Document excerpt
HGSE recognized early on that senior leaders in higher education face unique challenges on the job — and that they need a special place to devote time and energy to their own professional learning. When Harvard faculty created the Institute of Educational Management (IEM) in the 1970s, it became the first immersive leadership development course specifically for senior higher ed leaders. It also paved the way for future HGSE professional learning programs aimed at college presidents and rising higher-ed managers, a portfolio collectively known as the Harvard Institutes for Higher Education.
The new institute soon found its audience. By the close of IEM’s first decade, more than 1,000 educators from 400 institutions had attended the program.
The Institute of Educational Management — an immersive learning space that became a summer home for generations of college and university leaders.
From its inception, it stressed the importance of growth and innovation; of remaining relevant in the field as students’ academic, personal, and professional needs changed; and of diversity and inclusion efforts, including recruiting women and people of color to leadership roles in higher education. In doing so, IEM shaped a new kind of education leader and focused their work on the field’s most significant challenges.

[Excerpts of location labeling data]
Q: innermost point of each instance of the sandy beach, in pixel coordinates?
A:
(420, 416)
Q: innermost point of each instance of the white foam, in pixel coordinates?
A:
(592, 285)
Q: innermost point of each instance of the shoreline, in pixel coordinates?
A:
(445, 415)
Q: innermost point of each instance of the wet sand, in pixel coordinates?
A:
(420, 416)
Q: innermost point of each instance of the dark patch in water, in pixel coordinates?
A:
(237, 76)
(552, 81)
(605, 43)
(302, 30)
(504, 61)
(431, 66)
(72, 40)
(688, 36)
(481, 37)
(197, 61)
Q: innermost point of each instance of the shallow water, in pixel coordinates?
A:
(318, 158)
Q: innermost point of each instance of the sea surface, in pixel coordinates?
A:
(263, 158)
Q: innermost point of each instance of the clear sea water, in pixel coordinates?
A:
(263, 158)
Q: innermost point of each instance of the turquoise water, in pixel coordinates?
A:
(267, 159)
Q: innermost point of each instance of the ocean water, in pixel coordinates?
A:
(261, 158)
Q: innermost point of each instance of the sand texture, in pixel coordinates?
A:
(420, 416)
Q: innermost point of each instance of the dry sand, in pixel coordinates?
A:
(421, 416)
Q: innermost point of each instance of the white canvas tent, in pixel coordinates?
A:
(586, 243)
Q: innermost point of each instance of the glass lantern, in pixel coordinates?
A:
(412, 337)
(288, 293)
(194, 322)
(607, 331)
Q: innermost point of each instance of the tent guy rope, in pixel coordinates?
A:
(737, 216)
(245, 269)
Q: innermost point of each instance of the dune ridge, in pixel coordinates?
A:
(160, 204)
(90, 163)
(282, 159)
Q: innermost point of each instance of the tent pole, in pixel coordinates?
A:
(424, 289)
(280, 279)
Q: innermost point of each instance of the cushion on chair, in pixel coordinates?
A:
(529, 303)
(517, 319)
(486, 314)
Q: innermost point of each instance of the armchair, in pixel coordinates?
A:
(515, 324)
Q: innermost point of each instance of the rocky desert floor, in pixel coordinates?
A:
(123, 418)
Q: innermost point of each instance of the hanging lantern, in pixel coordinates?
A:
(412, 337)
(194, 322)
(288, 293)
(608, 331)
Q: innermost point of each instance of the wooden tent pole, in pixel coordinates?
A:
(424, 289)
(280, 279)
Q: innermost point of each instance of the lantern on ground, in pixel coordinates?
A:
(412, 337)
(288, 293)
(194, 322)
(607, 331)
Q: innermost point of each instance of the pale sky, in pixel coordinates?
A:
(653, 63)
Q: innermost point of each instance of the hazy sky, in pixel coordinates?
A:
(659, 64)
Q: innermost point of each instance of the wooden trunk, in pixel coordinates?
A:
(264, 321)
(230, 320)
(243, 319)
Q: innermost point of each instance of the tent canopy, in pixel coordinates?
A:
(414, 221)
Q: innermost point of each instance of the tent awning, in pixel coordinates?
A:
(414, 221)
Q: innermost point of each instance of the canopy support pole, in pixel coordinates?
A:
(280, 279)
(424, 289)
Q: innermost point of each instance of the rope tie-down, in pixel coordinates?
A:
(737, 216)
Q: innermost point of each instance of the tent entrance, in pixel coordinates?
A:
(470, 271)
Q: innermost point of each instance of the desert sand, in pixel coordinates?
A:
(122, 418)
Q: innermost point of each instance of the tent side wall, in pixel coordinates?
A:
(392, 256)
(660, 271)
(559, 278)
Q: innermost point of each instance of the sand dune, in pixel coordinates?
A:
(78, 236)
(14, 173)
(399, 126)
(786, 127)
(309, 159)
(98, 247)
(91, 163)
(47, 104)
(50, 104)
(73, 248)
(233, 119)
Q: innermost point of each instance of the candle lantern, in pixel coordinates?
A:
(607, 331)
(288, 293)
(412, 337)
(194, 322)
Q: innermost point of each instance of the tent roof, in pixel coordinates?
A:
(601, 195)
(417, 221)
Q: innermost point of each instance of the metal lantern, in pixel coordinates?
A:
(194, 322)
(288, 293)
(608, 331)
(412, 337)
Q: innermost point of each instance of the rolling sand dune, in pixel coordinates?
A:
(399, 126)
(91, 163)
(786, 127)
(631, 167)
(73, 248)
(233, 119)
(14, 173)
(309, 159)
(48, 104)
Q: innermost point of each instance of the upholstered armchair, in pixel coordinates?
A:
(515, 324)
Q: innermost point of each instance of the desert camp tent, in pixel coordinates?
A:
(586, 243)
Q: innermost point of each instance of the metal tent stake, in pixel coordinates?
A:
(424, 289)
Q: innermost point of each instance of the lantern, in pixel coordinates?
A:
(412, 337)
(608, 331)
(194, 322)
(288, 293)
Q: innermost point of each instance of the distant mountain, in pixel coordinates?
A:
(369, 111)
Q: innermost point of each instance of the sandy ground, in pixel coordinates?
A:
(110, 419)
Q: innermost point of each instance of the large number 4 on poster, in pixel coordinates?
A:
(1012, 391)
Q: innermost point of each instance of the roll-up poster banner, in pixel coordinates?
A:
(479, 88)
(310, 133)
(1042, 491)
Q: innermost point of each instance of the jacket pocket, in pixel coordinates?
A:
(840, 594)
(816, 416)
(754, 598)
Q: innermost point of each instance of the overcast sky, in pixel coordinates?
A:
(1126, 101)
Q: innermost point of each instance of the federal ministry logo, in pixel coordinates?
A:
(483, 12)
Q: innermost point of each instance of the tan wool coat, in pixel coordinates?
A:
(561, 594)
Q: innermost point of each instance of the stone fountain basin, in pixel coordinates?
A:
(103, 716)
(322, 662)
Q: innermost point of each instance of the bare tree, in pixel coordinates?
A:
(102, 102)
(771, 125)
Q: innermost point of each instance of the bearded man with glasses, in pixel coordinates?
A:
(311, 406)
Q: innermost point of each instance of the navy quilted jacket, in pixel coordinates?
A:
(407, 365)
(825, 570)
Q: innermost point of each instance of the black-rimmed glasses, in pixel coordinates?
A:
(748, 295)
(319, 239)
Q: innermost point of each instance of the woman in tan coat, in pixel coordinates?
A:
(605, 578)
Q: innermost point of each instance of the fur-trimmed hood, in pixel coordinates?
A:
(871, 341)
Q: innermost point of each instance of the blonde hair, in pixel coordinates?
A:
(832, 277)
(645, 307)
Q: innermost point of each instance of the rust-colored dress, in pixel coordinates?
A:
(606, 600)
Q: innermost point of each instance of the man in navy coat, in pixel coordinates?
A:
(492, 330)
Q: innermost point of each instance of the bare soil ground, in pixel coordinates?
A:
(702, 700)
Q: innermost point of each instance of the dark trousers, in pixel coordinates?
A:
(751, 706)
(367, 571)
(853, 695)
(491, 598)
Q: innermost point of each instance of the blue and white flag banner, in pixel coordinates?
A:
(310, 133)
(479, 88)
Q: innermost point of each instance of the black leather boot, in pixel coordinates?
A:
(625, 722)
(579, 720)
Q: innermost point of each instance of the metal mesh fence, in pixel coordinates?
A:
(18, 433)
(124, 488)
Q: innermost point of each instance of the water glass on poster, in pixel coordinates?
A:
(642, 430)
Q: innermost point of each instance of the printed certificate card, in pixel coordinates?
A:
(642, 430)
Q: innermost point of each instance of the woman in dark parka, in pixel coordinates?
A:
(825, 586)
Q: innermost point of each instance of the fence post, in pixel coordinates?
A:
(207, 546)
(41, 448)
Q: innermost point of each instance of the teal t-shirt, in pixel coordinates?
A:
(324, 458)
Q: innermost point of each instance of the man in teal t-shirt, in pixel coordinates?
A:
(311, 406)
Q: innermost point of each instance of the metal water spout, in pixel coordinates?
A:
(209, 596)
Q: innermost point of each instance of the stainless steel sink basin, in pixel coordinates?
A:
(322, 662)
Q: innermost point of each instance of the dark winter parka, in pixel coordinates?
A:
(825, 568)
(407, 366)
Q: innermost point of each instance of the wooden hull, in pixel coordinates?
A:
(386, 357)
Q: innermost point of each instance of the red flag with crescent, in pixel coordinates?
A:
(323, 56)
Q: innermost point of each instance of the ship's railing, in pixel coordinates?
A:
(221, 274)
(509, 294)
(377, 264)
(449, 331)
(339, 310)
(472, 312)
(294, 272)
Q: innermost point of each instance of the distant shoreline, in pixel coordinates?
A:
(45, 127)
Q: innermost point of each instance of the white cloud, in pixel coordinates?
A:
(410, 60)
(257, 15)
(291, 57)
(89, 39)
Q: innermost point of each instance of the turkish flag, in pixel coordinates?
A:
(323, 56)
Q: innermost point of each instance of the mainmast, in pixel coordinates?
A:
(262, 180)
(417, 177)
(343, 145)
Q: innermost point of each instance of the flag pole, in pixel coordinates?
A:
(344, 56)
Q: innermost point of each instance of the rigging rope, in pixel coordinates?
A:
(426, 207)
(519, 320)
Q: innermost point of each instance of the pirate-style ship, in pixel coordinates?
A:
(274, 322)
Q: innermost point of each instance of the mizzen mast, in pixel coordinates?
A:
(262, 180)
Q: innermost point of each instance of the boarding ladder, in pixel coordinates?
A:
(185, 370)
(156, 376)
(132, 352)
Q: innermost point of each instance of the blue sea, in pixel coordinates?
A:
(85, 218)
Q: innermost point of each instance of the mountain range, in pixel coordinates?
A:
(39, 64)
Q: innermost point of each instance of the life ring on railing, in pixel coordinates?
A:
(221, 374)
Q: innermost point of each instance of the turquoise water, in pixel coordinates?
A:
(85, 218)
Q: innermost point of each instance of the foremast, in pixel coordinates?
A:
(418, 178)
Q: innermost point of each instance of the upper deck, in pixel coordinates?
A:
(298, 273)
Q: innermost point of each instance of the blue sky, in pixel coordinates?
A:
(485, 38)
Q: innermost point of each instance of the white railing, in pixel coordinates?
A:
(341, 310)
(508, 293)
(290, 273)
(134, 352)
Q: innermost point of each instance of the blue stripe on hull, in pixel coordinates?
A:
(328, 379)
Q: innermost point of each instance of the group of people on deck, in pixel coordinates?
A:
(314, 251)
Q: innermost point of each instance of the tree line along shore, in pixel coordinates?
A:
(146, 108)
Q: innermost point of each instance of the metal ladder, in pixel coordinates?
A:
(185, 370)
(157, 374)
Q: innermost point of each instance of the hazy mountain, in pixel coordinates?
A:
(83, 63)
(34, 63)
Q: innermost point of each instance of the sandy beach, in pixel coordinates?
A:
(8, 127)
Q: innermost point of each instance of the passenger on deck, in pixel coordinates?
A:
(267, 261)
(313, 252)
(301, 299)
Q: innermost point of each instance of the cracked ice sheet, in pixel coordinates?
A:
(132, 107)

Requests
**a)** Can you condense the paragraph that opens with "From its inception" in the Institute of Educational Management passage into a short list of its main points?
**b)** Could you reproduce, word for word, the part of the Institute of Educational Management passage starting with "HGSE recognized early" and going on through "for Higher Education."?

Replies
**a)**
- From the start, IEM stressed growth and innovation.
- It stressed staying relevant in the field as students' academic, personal, and professional needs changed.
- It stressed diversity and inclusion efforts, including recruiting women and people of color to leadership roles in higher education.
- In doing so, it shaped a new kind of education leader and focused their work on the field's most significant challenges.

**b)**
HGSE recognized early on that senior leaders in higher education face unique challenges on the job — and that they need a special place to devote time and energy to their own professional learning. When Harvard faculty created the Institute of Educational Management (IEM) in the 1970s, it became the first immersive leadership development course specifically for senior higher ed leaders. It also paved the way for future HGSE professional learning programs aimed at college presidents and rising higher-ed managers, a portfolio collectively known as the Harvard Institutes for Higher Education.